* [Task directions]:
Copy out all lines of the material below in which "plumage" occurs.

####################

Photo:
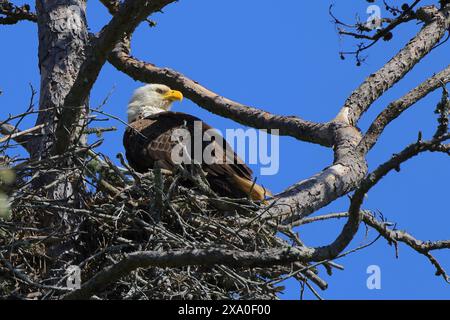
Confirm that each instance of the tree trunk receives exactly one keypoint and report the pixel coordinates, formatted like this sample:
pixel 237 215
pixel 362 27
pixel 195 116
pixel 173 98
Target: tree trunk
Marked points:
pixel 63 38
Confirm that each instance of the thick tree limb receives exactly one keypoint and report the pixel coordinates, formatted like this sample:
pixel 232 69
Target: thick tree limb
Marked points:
pixel 253 117
pixel 396 108
pixel 13 14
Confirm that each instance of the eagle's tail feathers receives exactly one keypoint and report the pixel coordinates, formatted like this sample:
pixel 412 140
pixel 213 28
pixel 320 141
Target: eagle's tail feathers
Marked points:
pixel 255 191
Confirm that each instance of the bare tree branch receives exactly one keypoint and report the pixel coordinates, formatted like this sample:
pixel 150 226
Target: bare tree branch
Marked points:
pixel 130 14
pixel 253 117
pixel 393 71
pixel 13 14
pixel 396 108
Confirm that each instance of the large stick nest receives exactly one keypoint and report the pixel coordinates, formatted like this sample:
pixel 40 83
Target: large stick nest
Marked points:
pixel 120 212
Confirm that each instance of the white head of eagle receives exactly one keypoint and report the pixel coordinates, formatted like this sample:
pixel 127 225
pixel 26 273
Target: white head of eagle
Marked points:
pixel 151 99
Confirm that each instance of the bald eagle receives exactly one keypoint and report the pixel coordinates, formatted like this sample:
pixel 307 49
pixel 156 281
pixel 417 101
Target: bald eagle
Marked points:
pixel 149 141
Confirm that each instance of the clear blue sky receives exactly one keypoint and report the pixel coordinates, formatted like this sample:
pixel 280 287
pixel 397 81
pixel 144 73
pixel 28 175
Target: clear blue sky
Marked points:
pixel 282 56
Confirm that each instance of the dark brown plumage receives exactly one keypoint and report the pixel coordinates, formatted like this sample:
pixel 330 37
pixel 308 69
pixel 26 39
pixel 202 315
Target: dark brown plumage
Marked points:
pixel 148 141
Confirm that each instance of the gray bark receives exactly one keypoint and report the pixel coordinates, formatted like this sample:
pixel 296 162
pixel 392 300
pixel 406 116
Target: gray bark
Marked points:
pixel 63 38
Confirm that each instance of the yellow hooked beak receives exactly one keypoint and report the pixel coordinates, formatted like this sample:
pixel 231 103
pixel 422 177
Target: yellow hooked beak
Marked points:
pixel 173 95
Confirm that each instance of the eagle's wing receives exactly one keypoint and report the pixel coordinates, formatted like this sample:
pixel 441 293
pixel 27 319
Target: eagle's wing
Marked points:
pixel 148 141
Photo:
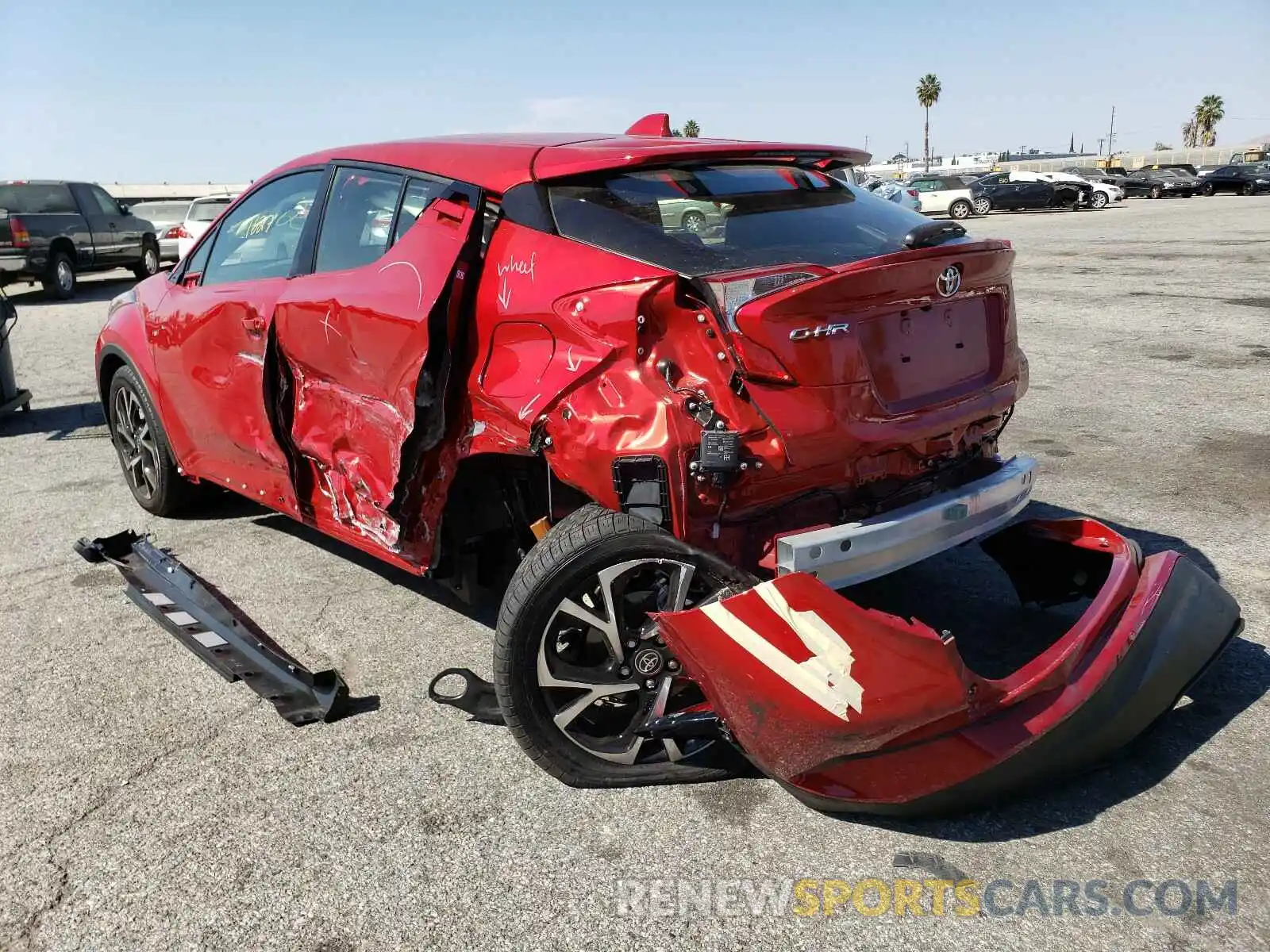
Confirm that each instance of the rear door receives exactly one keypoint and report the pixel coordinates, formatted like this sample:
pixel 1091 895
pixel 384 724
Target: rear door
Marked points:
pixel 116 235
pixel 210 340
pixel 366 343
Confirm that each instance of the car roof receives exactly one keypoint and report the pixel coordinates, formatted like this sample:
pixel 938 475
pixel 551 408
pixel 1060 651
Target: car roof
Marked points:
pixel 499 162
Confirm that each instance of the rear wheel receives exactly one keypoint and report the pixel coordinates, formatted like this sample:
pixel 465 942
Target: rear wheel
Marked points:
pixel 694 222
pixel 60 279
pixel 578 666
pixel 149 263
pixel 145 455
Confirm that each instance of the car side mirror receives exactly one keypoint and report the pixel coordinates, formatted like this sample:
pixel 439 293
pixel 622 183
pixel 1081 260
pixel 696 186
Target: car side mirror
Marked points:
pixel 450 209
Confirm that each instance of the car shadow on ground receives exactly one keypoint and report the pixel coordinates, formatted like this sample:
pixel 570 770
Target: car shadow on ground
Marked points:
pixel 1238 678
pixel 67 422
pixel 88 291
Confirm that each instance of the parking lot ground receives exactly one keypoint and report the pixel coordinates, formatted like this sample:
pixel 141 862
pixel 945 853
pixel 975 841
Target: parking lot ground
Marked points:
pixel 146 804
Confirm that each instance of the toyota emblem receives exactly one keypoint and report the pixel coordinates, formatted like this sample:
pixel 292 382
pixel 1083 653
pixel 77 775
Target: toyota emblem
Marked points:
pixel 949 281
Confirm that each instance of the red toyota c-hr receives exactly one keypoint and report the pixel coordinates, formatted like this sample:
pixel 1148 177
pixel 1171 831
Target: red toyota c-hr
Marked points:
pixel 664 393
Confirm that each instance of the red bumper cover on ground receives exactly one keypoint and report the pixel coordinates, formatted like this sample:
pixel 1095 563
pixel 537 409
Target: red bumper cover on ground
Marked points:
pixel 856 710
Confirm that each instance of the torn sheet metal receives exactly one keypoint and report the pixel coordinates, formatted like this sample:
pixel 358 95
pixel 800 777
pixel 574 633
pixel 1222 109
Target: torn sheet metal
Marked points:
pixel 217 631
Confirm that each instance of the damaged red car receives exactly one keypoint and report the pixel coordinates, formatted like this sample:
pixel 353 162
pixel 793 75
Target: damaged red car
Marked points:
pixel 505 362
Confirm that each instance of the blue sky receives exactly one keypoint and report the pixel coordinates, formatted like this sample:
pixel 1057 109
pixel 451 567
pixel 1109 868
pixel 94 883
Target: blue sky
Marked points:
pixel 117 90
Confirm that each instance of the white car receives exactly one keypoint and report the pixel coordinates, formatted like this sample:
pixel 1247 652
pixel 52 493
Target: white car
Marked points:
pixel 198 217
pixel 945 194
pixel 1104 194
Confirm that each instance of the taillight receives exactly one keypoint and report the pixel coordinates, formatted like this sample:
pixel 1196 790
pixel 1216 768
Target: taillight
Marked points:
pixel 21 236
pixel 757 362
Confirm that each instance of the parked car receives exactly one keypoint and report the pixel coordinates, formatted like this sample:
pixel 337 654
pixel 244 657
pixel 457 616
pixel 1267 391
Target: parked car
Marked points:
pixel 945 194
pixel 902 194
pixel 1157 184
pixel 531 384
pixel 692 216
pixel 52 232
pixel 1016 190
pixel 1240 179
pixel 198 216
pixel 1104 194
pixel 167 217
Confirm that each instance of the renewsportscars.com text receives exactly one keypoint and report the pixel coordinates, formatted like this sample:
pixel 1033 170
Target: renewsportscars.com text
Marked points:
pixel 967 898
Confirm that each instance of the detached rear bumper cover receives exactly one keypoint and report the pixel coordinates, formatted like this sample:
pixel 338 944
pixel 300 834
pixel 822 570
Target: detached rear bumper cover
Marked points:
pixel 856 710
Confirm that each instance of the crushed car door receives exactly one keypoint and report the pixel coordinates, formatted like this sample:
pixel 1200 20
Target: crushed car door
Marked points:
pixel 210 340
pixel 365 351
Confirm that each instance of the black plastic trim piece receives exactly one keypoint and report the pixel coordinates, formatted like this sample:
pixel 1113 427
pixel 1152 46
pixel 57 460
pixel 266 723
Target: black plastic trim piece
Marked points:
pixel 220 634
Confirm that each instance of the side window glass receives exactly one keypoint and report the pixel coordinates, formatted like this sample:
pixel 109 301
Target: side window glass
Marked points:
pixel 107 205
pixel 356 228
pixel 260 238
pixel 418 196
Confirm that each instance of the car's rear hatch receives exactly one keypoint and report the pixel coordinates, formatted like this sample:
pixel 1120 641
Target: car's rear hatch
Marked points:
pixel 869 346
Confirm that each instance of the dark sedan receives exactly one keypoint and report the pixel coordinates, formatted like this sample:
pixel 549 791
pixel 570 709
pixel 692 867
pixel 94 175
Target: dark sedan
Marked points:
pixel 1241 179
pixel 1015 190
pixel 1160 183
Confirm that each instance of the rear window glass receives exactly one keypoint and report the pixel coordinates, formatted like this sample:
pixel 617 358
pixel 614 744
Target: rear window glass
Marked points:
pixel 37 200
pixel 709 219
pixel 207 211
pixel 160 211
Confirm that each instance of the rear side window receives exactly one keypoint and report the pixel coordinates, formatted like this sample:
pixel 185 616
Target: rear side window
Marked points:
pixel 206 209
pixel 260 238
pixel 37 200
pixel 159 211
pixel 357 225
pixel 708 219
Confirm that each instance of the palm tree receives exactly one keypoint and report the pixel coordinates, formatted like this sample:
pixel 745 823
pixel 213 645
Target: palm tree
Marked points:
pixel 1191 133
pixel 1210 112
pixel 929 94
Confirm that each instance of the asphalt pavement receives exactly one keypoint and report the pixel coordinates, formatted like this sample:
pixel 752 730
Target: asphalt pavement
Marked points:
pixel 146 804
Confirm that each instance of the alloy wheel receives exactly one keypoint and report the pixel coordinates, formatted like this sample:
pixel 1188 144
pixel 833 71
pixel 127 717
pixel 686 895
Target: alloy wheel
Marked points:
pixel 602 668
pixel 135 442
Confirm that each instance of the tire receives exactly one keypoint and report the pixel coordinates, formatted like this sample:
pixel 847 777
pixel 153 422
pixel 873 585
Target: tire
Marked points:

####################

* [Solution below]:
Confirm that each instance of the dark brown plumage receives exactly one keypoint and report the pixel coordinates, formatted like this sample:
Target: dark brown plumage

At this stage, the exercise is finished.